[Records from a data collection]

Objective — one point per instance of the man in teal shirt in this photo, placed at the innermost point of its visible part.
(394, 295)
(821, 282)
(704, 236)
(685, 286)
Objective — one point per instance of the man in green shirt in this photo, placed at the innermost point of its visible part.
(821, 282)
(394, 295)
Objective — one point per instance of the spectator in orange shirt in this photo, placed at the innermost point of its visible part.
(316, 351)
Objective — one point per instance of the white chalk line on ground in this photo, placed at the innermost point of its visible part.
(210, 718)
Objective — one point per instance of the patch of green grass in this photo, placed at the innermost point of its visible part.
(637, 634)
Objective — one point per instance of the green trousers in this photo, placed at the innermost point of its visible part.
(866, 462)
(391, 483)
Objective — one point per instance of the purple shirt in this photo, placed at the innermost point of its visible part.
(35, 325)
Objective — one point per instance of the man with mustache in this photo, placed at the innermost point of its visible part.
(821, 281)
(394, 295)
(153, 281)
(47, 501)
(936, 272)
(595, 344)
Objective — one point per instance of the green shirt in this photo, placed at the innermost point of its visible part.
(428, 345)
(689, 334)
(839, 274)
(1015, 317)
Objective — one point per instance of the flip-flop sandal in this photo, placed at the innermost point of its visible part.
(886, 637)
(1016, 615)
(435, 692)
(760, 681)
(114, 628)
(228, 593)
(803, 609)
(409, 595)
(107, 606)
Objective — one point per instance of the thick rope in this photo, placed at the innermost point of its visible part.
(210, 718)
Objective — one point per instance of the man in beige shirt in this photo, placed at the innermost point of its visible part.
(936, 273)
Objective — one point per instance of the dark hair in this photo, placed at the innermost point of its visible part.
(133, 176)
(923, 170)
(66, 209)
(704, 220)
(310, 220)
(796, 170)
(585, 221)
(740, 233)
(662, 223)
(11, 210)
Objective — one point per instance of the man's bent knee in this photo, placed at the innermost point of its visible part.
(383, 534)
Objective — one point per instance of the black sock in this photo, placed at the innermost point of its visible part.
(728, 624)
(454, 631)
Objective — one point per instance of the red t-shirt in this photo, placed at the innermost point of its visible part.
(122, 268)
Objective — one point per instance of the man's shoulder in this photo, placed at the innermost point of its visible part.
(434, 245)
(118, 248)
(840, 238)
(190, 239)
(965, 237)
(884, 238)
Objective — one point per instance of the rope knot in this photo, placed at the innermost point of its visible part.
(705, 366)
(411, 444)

- Work instructions
Retype the rows starting at the line that contains "Objective — one point per instance of the thick" and running through the last row, both ends included.

- Written response
Objective — one point per instance of the thick rope in this photo, placed at the innermost point of its visible part.
(210, 718)
Objective — one point per instance of the man in beige shirt in this photo, placed at the innermost point of its visible part.
(936, 273)
Objective — one point per instance of the dark hair in this photo, placed at the innermost point of its visible part.
(133, 176)
(923, 170)
(66, 209)
(704, 220)
(310, 220)
(796, 170)
(585, 221)
(740, 233)
(662, 223)
(11, 210)
Objective — one point per instance of the man's bent knee in this photo, placed at the innermost point of its visible part.
(383, 534)
Objective — one point per instance of the black sock in this photo, placed at the innermost point of its visible part.
(728, 624)
(454, 631)
Objective — one point per instance of the red t-shirt in this photo, placed at the innermost point of its visible part.
(122, 268)
Objective — one point per instance of the man's shoulder in this photo, placed at the innermost point of its visible part.
(434, 245)
(118, 248)
(840, 238)
(190, 239)
(965, 237)
(884, 238)
Objective — one point per instance of the rope knot in this photo, placed at the innermost point of its visible part.
(705, 366)
(411, 444)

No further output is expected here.